_文档节选_.
....

出现ERROR 1060 (42S21): Duplicate column name 'userid',已经做好记录并解决了(见:https://www.jianshu.com/p/0c0df1939ee4)。

select o.orderid,o.userid as o_id, o.isPaid ,o.price,o.paidTime,u.sex,u.birth,u.userid as u_id 
from orderinfo as o left join userinfo as u on u.userid=o.userid limit 10;

select * from
(select o.orderid,o.userid as o_id, o.isPaid ,o.price,o.paidTime,u.sex,u.birth,u.userid as u_id 
from orderinfo as o left join userinfo as u on u.userid=o.userid) t
where t.isPaid='已支付' ;

select * from
(select o.orderid,o.userid as o_id, o.isPaid ,o.price,o.paidTime,u.sex,u.birth,u.userid as u_id 
from orderinfo as o left join userinfo as u on u.userid=o.userid) t
where t.isPaid='已支付' limit 10 ;

#去除sex为空的字段以及根据sex和id进行分组
select o_id as all_id ,sex,count(1) from
(select o.orderid,o.userid as o_id, o.isPaid ,o.price,o.paidTime,u.sex,u.birth,u.userid as u_id 
from orderinfo as o left join userinfo as u on u.userid=o.userid) t
where t.isPaid='已支付' and t.sex!='' group by sex,o_id limit 20;

#修改子查询的写法,并改变分组的顺序为id,sex
select orderid as all_id ,sex,count(1) from
(select o.*,u.sex,u.birth 
from orderinfo as o left join userinfo as u on u.userid=o.userid) t
where t.isPaid='已支付' and t.sex!='' group by orderid,sex limit 20;
#注意:group by 后面变量的前后顺序不同,得到的结果也会发生改变。

....

_练习任务_.
1 > 把上面SQL查询笔记中的一段照抄一遍:从含有“#修改子查询的写法,并改变分组的顺序为id,sex”的地方开始,到“#注意:group by 后面变量的前后顺序不同,得到的结果也会发生改变。”之后结束。
2 > 接着上面这段SQL查询笔记的末尾继续往下写。

_记录数据_.
....

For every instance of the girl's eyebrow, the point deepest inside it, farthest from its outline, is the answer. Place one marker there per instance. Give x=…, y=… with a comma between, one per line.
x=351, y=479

....

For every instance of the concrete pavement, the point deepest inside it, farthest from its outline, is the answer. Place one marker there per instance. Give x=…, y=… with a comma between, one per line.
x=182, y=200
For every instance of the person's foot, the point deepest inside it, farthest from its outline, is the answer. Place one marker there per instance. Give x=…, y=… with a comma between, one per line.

....

_任务答案_.
1 >
#修改子查询的写法,并改变分组的顺序为id,sex
select orderid as all_id ,sex,count(1) from
(select o.*,u.sex,u.birth 
from orderinfo as o left join userinfo as u on u.userid=o.userid) t
where t.isPaid='已支付' and t.sex!='' group by orderid,sex limit 20;
#注意:group by 后面变量的前后顺序不同,得到的结果也会发生改变。

2 >
#去掉'已支付'的限制条件
select orderid as all_id ,sex,count(1) from
(select o.*,u.sex,u.birth 
from orderinfo as o left join userinfo as u on u.userid=o.userid) t
where  t.sex!='' group by orderid,sex limit 20;

#把left join 换成inner join
select orderid as all_id ,sex,count(1) from
(select o.*,u.sex,u.birth 
from orderinfo as o inner join userinfo as u on u.userid=o.userid) t
where  t.sex!='' group by orderid,sex limit 20;

/*发现分组的依据id以及查询的id使用错误,应该使用userid 而不是orderid,所以还是用回之前的left join,看下结果:*/
select userid ,sex,count(1) from
(select o.*,u.sex,u.birth 
from orderinfo as o left join userinfo as u on u.userid=o.userid) t
where  t.sex!='' group by userid,sex limit 20;

#接着再次加上'已支付'的限制条件
select userid ,sex,count(1) from
(select o.*,u.sex,u.birth 
from orderinfo as o left join userinfo as u on u.userid=o.userid) t
where  t.isPaid='已支付' and t.sex!='' group by userid,sex limit 20;

这样我们就统计了不同性别下的用户消费次数
接着,对性别做一个消费次数平均计算
同样构建框架:

select 

from ()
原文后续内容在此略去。